-- START OF RECORDS FOR PROCESSING --
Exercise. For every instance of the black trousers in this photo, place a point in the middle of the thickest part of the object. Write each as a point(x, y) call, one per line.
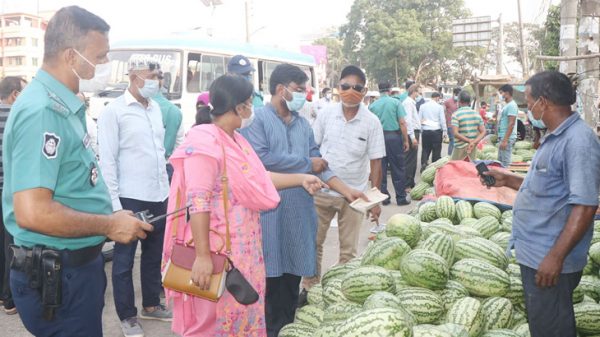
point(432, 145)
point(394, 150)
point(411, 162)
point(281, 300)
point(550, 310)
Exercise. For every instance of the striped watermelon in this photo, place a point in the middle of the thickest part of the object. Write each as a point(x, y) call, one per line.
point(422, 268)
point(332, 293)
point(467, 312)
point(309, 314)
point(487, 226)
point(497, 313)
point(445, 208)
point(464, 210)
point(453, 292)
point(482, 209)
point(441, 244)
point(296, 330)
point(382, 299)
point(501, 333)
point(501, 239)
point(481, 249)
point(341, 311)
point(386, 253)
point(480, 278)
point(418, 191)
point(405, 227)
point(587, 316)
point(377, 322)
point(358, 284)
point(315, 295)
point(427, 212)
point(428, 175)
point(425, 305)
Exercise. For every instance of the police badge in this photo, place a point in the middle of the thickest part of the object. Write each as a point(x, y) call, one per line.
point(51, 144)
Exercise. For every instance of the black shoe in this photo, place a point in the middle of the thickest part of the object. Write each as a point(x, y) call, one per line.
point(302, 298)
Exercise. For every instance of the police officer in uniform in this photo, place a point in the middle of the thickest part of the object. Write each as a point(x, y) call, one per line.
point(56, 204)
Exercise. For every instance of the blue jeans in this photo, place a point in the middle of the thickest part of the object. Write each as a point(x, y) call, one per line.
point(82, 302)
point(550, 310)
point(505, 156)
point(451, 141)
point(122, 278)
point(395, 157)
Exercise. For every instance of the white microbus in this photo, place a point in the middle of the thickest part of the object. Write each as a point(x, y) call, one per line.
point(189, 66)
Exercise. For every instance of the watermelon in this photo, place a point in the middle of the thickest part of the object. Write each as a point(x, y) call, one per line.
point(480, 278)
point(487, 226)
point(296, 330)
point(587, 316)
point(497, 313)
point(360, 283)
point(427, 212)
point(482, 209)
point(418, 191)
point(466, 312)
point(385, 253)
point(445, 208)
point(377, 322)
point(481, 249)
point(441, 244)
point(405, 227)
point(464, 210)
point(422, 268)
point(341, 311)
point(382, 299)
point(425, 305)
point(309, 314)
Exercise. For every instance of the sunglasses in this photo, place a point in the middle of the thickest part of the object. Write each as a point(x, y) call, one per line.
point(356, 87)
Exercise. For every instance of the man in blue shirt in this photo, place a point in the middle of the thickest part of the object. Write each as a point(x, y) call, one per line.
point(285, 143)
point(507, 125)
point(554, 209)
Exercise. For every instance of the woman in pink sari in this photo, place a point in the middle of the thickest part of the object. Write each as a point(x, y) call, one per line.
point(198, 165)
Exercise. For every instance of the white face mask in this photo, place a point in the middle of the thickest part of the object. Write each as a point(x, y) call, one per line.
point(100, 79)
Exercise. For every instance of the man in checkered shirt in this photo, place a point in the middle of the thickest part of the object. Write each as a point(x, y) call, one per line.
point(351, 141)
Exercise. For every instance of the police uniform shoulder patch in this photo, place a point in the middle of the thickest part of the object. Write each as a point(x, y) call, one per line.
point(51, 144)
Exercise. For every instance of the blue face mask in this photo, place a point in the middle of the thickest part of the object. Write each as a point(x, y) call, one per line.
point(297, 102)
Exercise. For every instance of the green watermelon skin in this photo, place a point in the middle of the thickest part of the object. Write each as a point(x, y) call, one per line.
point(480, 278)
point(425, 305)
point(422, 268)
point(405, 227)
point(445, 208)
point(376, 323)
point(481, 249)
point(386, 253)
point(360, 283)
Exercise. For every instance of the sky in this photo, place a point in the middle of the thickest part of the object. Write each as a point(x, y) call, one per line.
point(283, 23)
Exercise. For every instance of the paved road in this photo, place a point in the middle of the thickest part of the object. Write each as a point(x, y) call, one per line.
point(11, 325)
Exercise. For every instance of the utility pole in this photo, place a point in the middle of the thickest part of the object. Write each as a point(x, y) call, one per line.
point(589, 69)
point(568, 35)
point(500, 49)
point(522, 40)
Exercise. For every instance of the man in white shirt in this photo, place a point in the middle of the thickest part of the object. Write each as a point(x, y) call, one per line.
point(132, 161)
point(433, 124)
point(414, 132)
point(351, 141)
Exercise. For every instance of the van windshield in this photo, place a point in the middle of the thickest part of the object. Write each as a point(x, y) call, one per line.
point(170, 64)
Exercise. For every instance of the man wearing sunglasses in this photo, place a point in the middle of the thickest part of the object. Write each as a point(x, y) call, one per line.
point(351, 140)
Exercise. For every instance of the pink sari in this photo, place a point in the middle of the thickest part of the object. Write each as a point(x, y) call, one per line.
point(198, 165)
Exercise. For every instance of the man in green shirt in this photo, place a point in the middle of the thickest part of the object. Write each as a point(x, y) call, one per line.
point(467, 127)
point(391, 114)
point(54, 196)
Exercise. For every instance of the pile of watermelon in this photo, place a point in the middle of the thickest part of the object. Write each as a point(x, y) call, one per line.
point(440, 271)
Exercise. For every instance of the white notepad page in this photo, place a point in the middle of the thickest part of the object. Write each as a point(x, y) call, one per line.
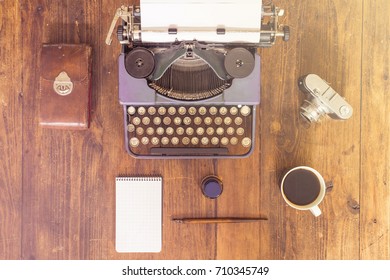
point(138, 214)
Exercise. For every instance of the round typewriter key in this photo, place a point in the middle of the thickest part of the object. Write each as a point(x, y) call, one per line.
-- END OF RECORDS FOR PROCESSING --
-- START OF RECORDS FOR PROCESSING --
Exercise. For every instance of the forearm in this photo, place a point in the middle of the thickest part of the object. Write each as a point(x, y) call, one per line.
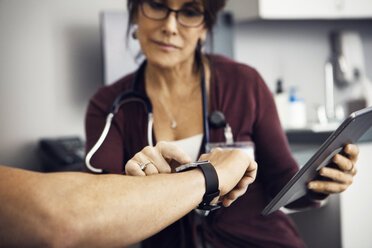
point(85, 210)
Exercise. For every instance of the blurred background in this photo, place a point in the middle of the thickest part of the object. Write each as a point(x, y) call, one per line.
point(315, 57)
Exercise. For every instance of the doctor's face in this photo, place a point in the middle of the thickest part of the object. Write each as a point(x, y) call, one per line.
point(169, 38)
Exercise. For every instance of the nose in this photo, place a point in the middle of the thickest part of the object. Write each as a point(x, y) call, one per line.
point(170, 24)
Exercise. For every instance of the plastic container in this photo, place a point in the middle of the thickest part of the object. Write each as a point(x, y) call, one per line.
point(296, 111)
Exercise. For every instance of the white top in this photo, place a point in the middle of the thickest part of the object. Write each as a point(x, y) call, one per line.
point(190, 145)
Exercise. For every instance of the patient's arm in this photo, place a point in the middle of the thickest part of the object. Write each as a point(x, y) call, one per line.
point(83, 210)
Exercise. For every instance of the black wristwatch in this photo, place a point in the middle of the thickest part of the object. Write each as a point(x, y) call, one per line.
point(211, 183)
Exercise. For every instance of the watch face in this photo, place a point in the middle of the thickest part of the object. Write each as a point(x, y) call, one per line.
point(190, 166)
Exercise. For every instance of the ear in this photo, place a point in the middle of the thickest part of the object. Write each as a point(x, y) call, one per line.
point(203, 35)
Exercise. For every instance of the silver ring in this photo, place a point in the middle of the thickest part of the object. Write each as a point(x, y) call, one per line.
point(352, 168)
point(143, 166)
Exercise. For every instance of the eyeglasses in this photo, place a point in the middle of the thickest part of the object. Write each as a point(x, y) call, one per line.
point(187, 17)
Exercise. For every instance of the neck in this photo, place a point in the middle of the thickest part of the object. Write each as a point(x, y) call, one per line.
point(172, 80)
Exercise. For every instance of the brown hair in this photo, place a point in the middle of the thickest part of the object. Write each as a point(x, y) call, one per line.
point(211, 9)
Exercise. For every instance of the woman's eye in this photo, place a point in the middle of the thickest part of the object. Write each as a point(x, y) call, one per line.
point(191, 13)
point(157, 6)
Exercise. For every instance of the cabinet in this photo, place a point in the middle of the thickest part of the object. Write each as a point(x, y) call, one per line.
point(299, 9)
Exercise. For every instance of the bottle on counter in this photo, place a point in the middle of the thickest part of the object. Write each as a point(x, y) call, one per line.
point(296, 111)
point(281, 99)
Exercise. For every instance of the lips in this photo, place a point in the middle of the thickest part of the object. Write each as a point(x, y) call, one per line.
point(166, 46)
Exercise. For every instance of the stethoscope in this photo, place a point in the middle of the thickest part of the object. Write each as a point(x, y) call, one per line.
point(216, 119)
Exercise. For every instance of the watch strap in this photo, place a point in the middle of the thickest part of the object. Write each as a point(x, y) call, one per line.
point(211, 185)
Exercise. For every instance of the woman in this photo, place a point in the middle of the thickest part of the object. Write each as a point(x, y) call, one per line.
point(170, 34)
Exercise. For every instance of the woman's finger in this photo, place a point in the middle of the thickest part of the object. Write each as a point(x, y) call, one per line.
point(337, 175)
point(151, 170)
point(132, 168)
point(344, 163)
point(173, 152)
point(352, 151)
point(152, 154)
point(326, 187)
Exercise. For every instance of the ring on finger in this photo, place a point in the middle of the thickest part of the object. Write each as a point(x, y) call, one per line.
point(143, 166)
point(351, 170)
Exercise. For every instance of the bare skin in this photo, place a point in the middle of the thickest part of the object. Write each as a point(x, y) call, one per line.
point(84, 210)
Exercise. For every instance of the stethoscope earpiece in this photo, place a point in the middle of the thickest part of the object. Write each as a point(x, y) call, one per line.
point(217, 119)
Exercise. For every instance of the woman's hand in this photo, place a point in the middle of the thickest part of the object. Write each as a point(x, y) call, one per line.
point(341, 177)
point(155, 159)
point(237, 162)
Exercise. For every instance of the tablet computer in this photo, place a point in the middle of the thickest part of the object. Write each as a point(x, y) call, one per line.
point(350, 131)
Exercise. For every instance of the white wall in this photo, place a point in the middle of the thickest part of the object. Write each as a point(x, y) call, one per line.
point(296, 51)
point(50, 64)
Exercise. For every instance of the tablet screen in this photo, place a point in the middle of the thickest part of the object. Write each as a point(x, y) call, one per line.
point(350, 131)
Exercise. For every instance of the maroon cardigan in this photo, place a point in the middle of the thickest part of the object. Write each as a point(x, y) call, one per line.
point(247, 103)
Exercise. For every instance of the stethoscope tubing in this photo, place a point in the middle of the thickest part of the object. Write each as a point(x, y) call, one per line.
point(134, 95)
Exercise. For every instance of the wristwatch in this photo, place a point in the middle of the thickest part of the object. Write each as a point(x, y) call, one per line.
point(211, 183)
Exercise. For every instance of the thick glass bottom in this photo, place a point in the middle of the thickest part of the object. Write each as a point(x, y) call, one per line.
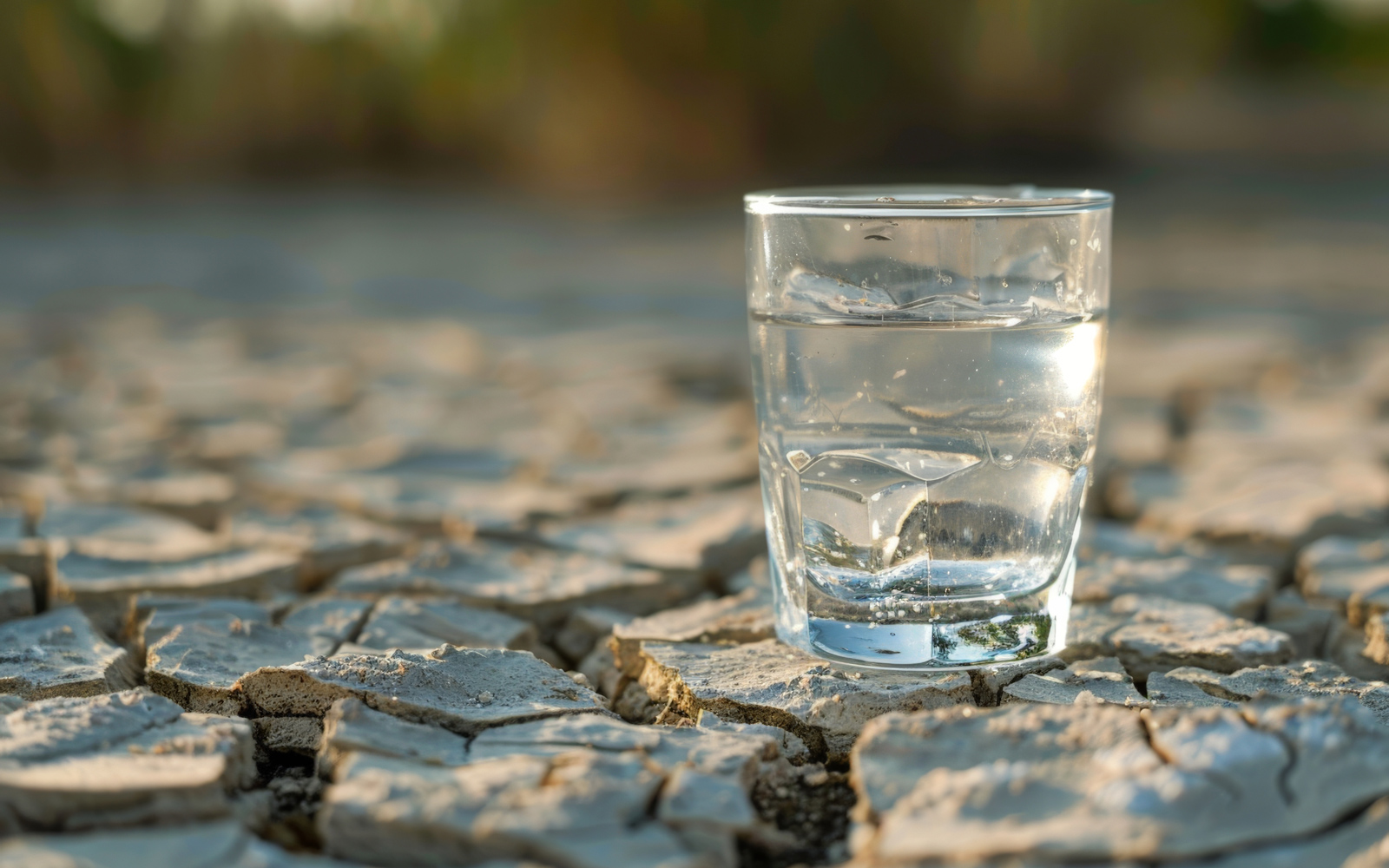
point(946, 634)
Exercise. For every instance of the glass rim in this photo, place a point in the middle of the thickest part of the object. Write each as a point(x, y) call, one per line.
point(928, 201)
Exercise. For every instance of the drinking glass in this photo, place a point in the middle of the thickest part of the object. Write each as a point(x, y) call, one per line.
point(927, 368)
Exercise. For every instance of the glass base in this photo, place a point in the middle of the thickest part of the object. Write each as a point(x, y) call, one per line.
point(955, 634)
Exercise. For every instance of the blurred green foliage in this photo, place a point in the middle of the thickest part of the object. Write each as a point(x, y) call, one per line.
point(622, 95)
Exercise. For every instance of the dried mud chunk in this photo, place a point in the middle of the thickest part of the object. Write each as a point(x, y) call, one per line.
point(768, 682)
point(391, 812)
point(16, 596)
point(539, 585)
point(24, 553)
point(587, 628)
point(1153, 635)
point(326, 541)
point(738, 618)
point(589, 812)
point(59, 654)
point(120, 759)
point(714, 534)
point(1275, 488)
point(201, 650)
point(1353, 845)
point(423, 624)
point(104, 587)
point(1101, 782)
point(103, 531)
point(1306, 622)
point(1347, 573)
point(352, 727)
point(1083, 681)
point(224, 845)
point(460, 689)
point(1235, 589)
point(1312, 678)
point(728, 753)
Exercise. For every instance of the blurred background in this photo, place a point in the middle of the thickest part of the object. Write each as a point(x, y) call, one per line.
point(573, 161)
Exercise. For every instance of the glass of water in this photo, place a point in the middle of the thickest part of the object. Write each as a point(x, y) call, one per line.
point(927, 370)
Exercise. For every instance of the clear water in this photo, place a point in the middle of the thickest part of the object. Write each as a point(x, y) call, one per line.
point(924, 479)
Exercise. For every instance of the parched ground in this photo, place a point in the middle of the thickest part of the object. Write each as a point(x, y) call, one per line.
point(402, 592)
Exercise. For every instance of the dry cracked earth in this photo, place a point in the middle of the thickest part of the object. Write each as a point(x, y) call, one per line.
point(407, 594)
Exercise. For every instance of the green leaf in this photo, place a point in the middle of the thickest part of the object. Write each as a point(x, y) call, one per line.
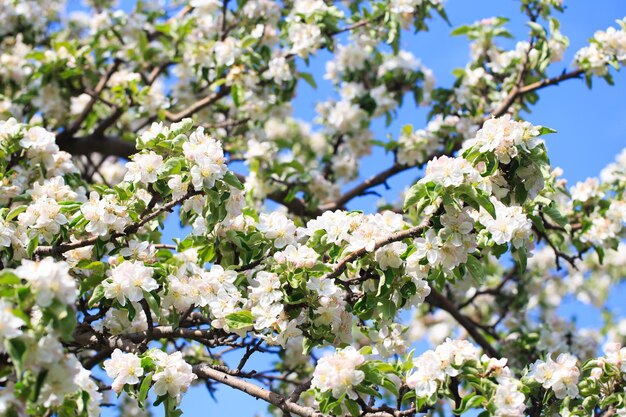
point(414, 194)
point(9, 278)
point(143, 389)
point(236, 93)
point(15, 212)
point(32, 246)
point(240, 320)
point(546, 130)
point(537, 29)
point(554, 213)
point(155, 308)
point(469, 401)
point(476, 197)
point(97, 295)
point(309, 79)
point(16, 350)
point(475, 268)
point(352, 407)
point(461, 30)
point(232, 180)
-- END OF RECORDS FOR PROCESSING --
■ **SHORT TASK**:
Copy the lines starting with the line that contains "Exercise. For every instance of the brown" and going on through the line that contains "point(299, 9)", substituting "cupboard" for "cabinet" and leaving everything else as it is.

■ **REPLY**:
Exercise. For every instance of the brown hair in this photo, place a point in the middle of the thickest part of the object. Write each as a point(x, y) call, one per line.
point(211, 9)
Exercise. For every instance of the woman's eye in this photo, place a point in the middle of the thickest part of the object. Write each as a point(x, y) call, one per line.
point(191, 13)
point(157, 6)
Exercise. For every instance of the cupboard in this photo, place a point in the middle of the thickest part of the object. Write each as a point(x, y) call, one per line.
point(299, 9)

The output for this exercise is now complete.